Tutte queste immagini raccontano il percorso di un bambino povero cresciuto, come molte celebrità egiziane, nella provincia di Al-Sharqiyya. Orfano a un anno, Abdel Halim Chabana all’anagrafe ha conosciuto un destino eccezionale interrotto bruscamente alla vigilia dei suoi 48 anni. Ma il quadro non sarebbe completo se non vi aggiungessimo l’immagine di “Halim”, come lo chiamano affettuosamente i suoi compatrioti, cantore del Nasserismo.

Una nuova generazione

All’inizio degli anni Cinquanta, l’Egitto già vanta nomi celebri della musica che incendiano i palchi e fanno vibrare tutto il mondo arabo. Parliamo di Umm Khultum, Mohammed Abdel Wahhab e Farid Al-Atrash. Insieme a quelli che diventeranno famosi compositori, Abdel Halim Hafez fa parte di una generazione che aspetta impaziente il proprio turno. Una generazione che vuole per l’Egitto un cambiamento, un nuovo afflato. Cosa che troverà nel colpo di Stato del 23 luglio 1952, con la cosiddetta “Rivoluzione dei Liberi ufficiali” che mette fine alla monarchia.

La quindicina di canzoni interpretate da Abdel Halim Hafez copre quasi tutto il periodo nasseriano, poiché si estende dal 1952 al 1968. Brani fortemente segnati dall’impronta di due compositori: Kamal Al-Tawil, uno dei fedeli compagni di strada dell’“usignolo nero” insieme al paroliere Abdel Rahman El-Abnudi e al musicista Mohamed al-Mughi; e Baligh Hamdi, uno dei più importanti musicisti egiziani e arabi di quegli anni, che ha prestato il suo talento a grandi star come Umm Kulthum, Warda e Sabah. Sia Halim che i suoi compagni si mostrano dunque perfettamente capaci di spaziare dalle canzoni d’amore alle canzoni dette patriottiche (a volte suonando anche in entrambi i registri) sebbene con un successo e una qualità artistica piuttosto iniqua.

**Record presenti**

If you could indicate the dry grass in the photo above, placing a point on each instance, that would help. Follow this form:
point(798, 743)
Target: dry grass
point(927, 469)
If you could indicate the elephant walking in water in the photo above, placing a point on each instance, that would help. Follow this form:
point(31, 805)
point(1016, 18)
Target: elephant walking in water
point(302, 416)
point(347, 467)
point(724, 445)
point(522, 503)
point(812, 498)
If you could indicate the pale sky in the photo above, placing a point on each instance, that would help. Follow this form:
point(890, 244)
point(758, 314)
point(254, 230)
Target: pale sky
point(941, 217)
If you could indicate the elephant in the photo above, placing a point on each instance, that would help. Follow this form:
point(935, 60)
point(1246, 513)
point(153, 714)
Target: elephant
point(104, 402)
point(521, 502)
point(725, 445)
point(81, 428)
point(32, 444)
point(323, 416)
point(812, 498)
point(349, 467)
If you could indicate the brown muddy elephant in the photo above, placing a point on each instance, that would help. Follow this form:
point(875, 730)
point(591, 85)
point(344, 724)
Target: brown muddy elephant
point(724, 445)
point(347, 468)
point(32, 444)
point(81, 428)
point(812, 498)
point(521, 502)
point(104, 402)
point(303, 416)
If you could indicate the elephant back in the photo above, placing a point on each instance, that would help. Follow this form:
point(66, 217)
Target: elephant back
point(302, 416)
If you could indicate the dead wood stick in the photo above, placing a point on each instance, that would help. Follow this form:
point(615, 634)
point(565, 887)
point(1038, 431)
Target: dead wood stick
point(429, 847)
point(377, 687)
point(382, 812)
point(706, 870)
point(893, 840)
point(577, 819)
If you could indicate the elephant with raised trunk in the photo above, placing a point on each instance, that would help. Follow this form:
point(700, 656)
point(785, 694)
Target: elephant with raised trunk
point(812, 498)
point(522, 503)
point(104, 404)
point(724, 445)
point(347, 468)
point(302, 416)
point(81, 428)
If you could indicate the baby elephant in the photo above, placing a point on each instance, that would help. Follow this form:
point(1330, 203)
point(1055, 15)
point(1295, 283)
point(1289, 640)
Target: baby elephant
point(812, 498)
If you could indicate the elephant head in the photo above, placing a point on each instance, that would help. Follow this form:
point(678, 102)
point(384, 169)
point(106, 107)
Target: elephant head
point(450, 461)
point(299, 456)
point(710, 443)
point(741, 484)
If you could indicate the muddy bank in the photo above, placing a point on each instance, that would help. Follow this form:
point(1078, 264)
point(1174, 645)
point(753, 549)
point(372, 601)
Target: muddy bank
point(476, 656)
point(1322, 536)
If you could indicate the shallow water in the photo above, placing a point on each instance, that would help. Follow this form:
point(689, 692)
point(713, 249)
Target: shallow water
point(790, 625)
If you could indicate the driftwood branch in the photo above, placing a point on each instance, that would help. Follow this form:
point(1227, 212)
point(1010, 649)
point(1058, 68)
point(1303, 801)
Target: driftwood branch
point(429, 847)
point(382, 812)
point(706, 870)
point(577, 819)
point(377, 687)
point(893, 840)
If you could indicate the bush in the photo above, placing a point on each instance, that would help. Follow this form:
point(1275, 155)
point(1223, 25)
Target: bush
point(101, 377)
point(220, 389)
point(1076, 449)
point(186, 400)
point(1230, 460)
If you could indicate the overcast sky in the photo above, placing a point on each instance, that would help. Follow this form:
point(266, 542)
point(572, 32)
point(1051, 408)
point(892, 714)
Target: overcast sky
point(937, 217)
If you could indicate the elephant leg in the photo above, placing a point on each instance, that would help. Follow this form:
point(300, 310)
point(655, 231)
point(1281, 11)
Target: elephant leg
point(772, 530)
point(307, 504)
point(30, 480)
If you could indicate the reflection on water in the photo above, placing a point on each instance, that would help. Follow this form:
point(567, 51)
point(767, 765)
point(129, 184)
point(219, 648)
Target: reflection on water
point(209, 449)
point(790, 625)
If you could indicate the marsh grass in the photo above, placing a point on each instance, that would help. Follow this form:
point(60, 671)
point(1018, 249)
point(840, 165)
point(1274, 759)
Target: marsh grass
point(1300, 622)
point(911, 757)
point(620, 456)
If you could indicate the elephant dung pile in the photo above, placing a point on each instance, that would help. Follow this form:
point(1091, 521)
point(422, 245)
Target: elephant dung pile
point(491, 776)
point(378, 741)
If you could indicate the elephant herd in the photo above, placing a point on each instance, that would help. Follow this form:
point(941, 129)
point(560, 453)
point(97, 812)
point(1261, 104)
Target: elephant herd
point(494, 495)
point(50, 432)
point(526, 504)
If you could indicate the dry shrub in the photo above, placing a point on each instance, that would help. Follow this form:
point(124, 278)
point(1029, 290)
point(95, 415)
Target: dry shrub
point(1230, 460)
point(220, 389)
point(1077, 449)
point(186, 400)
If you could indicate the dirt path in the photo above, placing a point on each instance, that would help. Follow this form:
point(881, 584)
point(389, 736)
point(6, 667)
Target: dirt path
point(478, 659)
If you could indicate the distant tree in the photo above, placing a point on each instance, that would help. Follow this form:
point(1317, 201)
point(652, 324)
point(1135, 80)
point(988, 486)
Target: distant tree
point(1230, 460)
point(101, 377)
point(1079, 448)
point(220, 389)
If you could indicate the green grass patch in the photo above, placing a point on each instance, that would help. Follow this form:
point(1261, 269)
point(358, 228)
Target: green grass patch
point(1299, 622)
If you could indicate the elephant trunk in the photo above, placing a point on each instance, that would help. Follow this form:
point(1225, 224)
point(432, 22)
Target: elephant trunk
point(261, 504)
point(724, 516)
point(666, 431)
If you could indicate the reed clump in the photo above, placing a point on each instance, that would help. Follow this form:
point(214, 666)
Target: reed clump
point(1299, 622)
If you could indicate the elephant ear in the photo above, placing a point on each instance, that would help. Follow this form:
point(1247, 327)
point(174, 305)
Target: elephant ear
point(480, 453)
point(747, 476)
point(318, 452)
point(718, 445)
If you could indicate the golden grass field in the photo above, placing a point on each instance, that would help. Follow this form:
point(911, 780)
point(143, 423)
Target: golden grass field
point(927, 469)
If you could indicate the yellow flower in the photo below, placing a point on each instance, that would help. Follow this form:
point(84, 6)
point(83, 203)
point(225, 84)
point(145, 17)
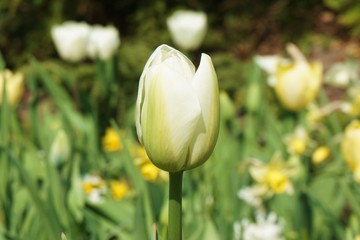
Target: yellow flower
point(111, 141)
point(350, 148)
point(147, 168)
point(297, 142)
point(119, 189)
point(94, 187)
point(297, 83)
point(276, 180)
point(14, 86)
point(275, 175)
point(320, 155)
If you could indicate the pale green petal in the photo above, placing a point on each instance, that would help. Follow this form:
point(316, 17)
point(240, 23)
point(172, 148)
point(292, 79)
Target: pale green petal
point(170, 114)
point(161, 54)
point(206, 87)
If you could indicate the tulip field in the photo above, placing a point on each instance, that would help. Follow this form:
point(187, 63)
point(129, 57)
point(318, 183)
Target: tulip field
point(194, 121)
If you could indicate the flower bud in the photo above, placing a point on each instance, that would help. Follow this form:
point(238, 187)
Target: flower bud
point(177, 110)
point(187, 28)
point(70, 39)
point(297, 83)
point(350, 147)
point(103, 42)
point(14, 86)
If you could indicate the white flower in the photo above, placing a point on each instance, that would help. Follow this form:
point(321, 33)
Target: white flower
point(269, 64)
point(70, 39)
point(103, 42)
point(265, 228)
point(187, 28)
point(177, 110)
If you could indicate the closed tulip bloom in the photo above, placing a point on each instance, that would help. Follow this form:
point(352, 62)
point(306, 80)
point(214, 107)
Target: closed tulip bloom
point(103, 42)
point(350, 147)
point(298, 83)
point(14, 86)
point(187, 28)
point(177, 110)
point(70, 39)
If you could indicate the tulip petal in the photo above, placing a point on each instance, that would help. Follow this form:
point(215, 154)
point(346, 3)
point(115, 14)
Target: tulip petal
point(206, 87)
point(169, 100)
point(160, 54)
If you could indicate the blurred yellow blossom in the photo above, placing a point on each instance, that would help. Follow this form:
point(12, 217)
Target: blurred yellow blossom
point(111, 141)
point(297, 142)
point(275, 175)
point(350, 147)
point(147, 168)
point(320, 154)
point(94, 187)
point(119, 189)
point(14, 86)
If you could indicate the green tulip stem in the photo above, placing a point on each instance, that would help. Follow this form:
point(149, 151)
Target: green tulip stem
point(175, 216)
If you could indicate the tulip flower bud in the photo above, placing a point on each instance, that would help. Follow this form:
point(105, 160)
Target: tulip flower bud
point(103, 42)
point(14, 86)
point(177, 110)
point(70, 39)
point(60, 148)
point(297, 83)
point(350, 147)
point(187, 28)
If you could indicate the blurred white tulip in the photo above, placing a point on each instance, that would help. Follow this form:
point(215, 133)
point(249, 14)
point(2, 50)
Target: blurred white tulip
point(187, 28)
point(70, 39)
point(103, 42)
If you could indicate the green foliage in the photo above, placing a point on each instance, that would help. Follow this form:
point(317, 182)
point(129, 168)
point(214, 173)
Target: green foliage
point(348, 14)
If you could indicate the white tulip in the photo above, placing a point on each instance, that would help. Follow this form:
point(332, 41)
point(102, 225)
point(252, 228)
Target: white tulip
point(177, 110)
point(70, 39)
point(187, 28)
point(103, 42)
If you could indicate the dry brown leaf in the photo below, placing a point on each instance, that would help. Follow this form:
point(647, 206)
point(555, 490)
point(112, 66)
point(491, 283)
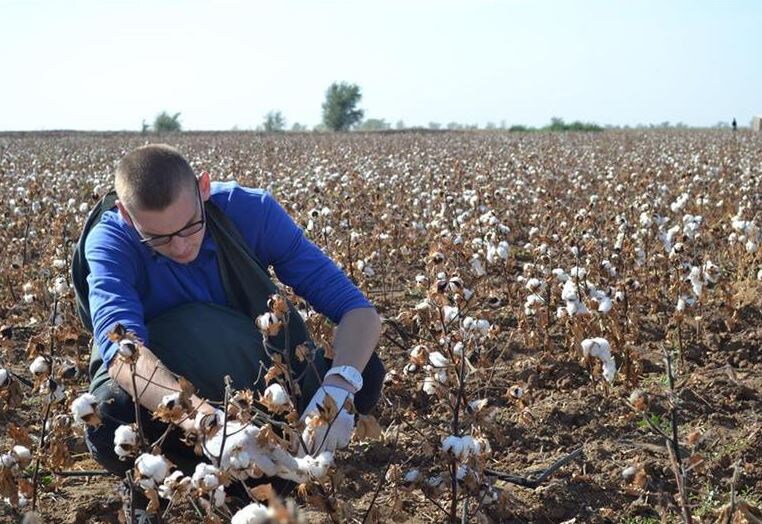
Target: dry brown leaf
point(367, 428)
point(263, 492)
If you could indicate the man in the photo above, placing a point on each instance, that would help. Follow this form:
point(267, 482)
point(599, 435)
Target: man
point(180, 262)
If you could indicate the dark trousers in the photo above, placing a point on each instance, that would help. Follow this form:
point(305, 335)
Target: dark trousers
point(116, 406)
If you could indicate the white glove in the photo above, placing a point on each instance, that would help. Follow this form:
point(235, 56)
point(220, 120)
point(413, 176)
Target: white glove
point(339, 430)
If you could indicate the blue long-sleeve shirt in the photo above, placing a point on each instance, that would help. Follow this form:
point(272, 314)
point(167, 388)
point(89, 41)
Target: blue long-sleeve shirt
point(131, 284)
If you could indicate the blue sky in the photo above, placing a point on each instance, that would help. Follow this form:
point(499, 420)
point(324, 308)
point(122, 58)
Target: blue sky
point(107, 65)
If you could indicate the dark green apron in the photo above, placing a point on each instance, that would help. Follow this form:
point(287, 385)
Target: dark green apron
point(206, 342)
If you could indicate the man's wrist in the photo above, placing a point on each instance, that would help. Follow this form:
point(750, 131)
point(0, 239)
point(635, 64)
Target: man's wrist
point(350, 377)
point(339, 382)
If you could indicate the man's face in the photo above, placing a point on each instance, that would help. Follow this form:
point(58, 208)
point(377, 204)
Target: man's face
point(184, 211)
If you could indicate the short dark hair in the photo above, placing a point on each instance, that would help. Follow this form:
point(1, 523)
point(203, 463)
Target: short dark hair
point(151, 177)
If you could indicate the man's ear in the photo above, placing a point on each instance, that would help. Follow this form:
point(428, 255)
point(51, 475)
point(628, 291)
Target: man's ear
point(205, 185)
point(123, 213)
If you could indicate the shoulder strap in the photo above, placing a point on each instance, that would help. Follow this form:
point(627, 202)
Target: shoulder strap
point(79, 267)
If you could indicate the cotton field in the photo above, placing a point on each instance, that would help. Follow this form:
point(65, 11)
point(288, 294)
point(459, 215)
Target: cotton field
point(572, 331)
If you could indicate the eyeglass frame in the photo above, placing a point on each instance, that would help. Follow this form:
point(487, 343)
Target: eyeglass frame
point(182, 232)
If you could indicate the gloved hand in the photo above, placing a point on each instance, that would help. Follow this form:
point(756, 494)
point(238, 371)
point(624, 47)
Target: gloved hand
point(327, 435)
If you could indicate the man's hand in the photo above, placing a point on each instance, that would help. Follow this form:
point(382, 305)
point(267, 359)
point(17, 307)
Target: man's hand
point(327, 429)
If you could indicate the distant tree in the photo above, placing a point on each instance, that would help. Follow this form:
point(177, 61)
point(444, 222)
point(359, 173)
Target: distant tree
point(166, 123)
point(274, 122)
point(374, 124)
point(558, 124)
point(340, 111)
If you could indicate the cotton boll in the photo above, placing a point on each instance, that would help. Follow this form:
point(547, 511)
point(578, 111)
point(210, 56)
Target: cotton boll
point(438, 360)
point(534, 284)
point(452, 444)
point(125, 441)
point(40, 366)
point(152, 468)
point(22, 455)
point(600, 348)
point(569, 291)
point(430, 386)
point(412, 477)
point(604, 304)
point(696, 281)
point(477, 267)
point(84, 407)
point(277, 396)
point(450, 313)
point(560, 274)
point(219, 496)
point(205, 477)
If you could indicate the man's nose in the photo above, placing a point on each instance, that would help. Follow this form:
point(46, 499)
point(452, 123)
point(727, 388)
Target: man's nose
point(179, 245)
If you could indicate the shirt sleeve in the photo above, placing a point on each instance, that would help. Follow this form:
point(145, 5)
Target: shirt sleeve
point(279, 242)
point(112, 286)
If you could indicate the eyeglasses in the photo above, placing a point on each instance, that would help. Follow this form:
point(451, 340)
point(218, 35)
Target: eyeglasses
point(189, 230)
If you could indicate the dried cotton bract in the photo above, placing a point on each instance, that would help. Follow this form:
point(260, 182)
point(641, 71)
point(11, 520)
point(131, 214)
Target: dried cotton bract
point(85, 410)
point(151, 470)
point(125, 441)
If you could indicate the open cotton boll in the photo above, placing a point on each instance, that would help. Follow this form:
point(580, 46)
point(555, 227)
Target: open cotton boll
point(450, 313)
point(175, 483)
point(710, 272)
point(60, 287)
point(695, 278)
point(40, 366)
point(219, 496)
point(205, 477)
point(438, 360)
point(152, 468)
point(599, 347)
point(276, 395)
point(430, 386)
point(477, 267)
point(254, 513)
point(609, 368)
point(22, 455)
point(594, 347)
point(569, 291)
point(84, 407)
point(560, 274)
point(452, 444)
point(412, 476)
point(125, 441)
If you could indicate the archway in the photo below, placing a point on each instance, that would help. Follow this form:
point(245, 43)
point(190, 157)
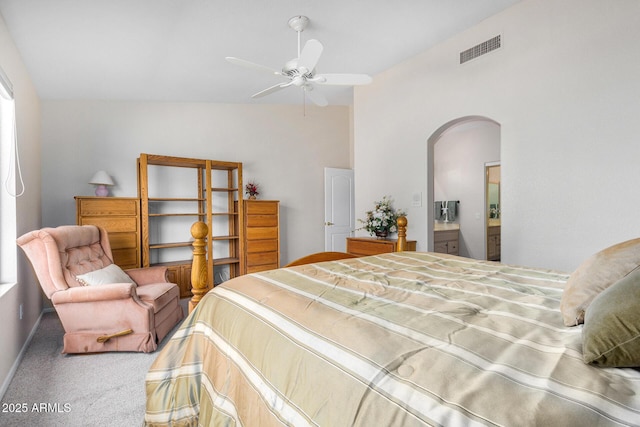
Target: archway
point(476, 140)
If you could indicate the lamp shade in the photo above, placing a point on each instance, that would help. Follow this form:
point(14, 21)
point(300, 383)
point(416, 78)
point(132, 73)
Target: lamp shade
point(101, 178)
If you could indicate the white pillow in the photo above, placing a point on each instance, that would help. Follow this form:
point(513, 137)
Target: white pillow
point(110, 274)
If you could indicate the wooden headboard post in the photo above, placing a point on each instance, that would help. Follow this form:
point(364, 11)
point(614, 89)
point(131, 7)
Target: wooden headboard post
point(402, 233)
point(199, 231)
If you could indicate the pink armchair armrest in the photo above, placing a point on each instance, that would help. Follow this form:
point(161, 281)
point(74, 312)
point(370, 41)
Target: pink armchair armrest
point(107, 292)
point(147, 275)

**Obiettivo 1**
Riassumi in poche frasi il paragrafo del brano su Abdel Halim Hafez che inizia con "All'inizio degli anni Cinquanta", mantenendo i fatti principali.
**Obiettivo 2**
Porta avanti il brano su Abdel Halim Hafez, riprendendo dopo l'ultima frase presente.
I record sono materiale a parte, separato dal brano.

**Risultato 1**
All'inizio degli anni Cinquanta l'Egitto ha già grandi nomi della musica, come Umm Khultum, Mohammed Abdel Wahhab e Farid Al-Atrash. Abdel Halim Hafez fa parte, con futuri compositori famosi, di una generazione che aspetta il suo turno e vuole un cambiamento per l'Egitto. Lo troverà nel colpo di Stato del 23 luglio 1952, la "Rivoluzione dei Liberi ufficiali", che mette fine alla monarchia.

**Risultato 2**
La prima canzone interpretata da colui che si presenterà fino alla fine dei suoi giorni come “il figlio della rivoluzione” s’intitola Al-ahd al-jadid (“La nuova era”). La registra nel 1952 in duetto con Esmat Abdel Alim, già nota al grande pubblico per aver recitato nel film Akher kezba (“Un’ultima bugia”, 1950) al fianco di Farid Al-Atrash, passato ai posteri per la famosa canzone Bussat errih (“Tappeto volante”), in cui fanno il giro del mondo arabo attraverso la musica in compagnia della celebre ballerina Samia Gamal. All’epoca, Abdel Halim non è ancora la star che diventerà nel 1955 dopo i suoi primi due film, Lahn el-wafa (“Melodia della fedeltà”), dove appare accanto a Shadia, e Ayyamna el-helwa (“I nostri giorni più belli”), in cui recita e canta al fianco di Faten Hamana e Omar Sharif, coppia sia sul set che nella vita.

La colonna sonora della vita politica

È significativo che le sue canzoni politiche seguano la traiettoria dei discorsi di Gamal Abdel Nasser. Sebbene il primo brano sia in arabo standard e rispetti tutti i canoni dell’inno patriottico in quanto a trombe, ritmo, coro e magniloquenza, Abdel Halim opta, a partire dal 1956, per l’arabo egiziano, lo stesso usato dal presidente nel discorso in cui annuncia la nazionalizzazione della compagnia del canale di Suez nel 1956. Addirittura, nel 1964, in Baladi ya baladi (“Mio paese oh mio paese”), canterà:

“Miei compatrioti, vi parlerò così, in baladi (arabo popolare),
ve lo dico in baladi, miei prodi,
La nostra è una rivoluzione di uomini valorosi”

Ancora più significativo è il fatto che quasi tutti i grandi momenti di periodo nasseriano siano tradotti in musica. Tra l’estate e l’autunno 1956, Halim canta Ehna eshaab (“Noi siamo il popolo”) quando Nasser viene eletto presidente della Repubblica, affiancato da un coro composto da uomini, donne e bambini; segue Allah ya baladna (“Oh nostro paese!”) all’indomani della Guerra di Suez, meglio nota al di là del Mediterraneo come “la vile aggressione tripartita”.

Ehna echaab, ici interprétée en 1965.

In tono più festivo, invece, il cantante celebra la costruzione della grande diga di Assuan. Sempre in una composizione del suo fedele amico, Kamal Al-Tawil, Halim interpreta nel 1960 Hikayet shaab (“La storia di un popolo”). Sul palco regna un’atmosfera da kermesse: il cantante tiene il tempo con le mani, invita il pubblico ad accompagnare il coro.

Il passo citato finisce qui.